Consigne 1
Relevez tous les niveaux chiffrés attribués au CAC 40 dans le texte sur les marchés financiers.
Consigne 2
Dans le texte sur les marchés financiers, à quel niveau se situait le pic du Dow Jones en 2008 ?

Texte extrait
........
Les marchés financiers volent de record en record. Jusqu’où, et est-ce au risque de créer une bulle explosive ? Jean-Paul Betbeze explique pourquoi les grandes Bourses mondiales vont continuer de progresser malgré les nombreuses questions liées au contexte géopolitique tendu sur la scène internationale.
Pas de baisses de taux à la Fed et à la BCE : la bourse devra attendre ! Le CAC 40 a dépassé 8000, battant en quelques mois son plus haut de l’an… 2000 (6944 le 4 septembre) : il lui en a fallu des années ! Mais il s’éloigne depuis quelques jours de son récent plus haut à 8250, à 8050 environ. Le Dow Jones a également passé son pic de 2008, alors à 15000. Il a passé 40000, mais le revoilà vers 38400. CAC 40 et Dow Jones vont-ils continuer leurs baisses ou reprendre leurs montées ? Cinq explications.
........
Extraits de données
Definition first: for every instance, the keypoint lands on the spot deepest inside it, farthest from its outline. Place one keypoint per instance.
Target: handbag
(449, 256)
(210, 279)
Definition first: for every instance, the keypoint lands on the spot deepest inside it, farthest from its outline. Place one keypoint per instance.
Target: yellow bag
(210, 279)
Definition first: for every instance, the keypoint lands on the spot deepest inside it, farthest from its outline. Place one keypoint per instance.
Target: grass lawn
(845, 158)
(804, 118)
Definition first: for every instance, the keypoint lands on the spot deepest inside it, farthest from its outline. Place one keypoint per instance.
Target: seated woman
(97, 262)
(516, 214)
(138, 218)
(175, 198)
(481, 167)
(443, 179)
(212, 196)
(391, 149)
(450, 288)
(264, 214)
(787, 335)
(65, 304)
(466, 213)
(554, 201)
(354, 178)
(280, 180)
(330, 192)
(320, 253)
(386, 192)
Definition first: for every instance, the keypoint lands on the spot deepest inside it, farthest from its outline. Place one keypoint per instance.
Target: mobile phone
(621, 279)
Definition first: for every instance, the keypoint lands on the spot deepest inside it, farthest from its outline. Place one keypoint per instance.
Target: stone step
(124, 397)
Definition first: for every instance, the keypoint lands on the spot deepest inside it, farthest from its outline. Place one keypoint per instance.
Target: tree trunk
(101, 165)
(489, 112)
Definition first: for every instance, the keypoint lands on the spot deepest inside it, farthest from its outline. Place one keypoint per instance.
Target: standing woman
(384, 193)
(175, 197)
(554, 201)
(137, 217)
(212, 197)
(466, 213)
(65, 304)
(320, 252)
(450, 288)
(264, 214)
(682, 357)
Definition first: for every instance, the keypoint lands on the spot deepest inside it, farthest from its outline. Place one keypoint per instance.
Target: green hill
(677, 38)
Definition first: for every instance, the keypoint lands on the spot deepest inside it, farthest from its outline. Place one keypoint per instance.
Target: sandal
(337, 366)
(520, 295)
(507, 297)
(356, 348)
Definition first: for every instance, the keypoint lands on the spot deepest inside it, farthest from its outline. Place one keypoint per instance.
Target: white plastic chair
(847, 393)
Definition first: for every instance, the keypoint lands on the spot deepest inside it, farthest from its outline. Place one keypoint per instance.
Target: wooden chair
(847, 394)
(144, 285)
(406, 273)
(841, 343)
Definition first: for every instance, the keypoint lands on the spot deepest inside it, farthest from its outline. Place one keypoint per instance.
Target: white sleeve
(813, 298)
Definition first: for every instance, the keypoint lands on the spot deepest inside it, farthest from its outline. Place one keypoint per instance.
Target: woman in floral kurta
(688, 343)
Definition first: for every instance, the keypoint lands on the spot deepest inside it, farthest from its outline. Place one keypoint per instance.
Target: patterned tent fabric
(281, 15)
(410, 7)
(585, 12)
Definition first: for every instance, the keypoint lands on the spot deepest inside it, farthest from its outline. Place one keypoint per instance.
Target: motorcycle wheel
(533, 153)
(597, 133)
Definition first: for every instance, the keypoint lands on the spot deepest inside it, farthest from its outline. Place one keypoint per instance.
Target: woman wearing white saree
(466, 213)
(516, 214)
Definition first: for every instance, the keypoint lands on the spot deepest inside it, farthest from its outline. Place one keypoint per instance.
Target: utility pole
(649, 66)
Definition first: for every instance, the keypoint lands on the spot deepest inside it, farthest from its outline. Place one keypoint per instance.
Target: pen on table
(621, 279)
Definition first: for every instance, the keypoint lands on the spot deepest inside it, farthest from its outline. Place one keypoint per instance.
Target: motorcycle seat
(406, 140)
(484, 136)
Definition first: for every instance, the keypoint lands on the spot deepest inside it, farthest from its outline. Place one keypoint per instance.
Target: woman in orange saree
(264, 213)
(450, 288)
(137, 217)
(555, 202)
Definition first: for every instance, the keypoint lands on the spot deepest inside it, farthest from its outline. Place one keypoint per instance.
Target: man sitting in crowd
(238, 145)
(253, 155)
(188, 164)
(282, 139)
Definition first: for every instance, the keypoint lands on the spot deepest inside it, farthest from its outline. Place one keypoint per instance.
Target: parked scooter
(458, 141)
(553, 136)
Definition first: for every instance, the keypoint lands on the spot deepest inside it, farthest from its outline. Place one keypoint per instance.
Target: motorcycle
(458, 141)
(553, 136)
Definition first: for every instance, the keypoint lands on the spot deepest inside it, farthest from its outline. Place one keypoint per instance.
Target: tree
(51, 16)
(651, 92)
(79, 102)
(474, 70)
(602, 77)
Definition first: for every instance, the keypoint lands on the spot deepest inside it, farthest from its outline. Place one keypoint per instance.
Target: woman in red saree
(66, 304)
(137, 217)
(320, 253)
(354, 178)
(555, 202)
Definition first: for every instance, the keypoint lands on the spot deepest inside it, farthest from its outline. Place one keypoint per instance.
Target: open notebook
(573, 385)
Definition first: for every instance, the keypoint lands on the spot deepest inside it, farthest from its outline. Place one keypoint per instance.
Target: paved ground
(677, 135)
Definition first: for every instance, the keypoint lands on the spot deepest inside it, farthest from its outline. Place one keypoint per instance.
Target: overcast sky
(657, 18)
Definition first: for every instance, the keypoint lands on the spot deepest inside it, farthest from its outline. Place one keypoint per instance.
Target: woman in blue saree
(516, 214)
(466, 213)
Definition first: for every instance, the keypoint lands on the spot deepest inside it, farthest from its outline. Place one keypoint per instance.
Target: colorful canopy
........
Zone de réponse 1
8000, 6944 (le 4 septembre 2000), 8250, 8050 environ

Zone de réponse 2
À 15000.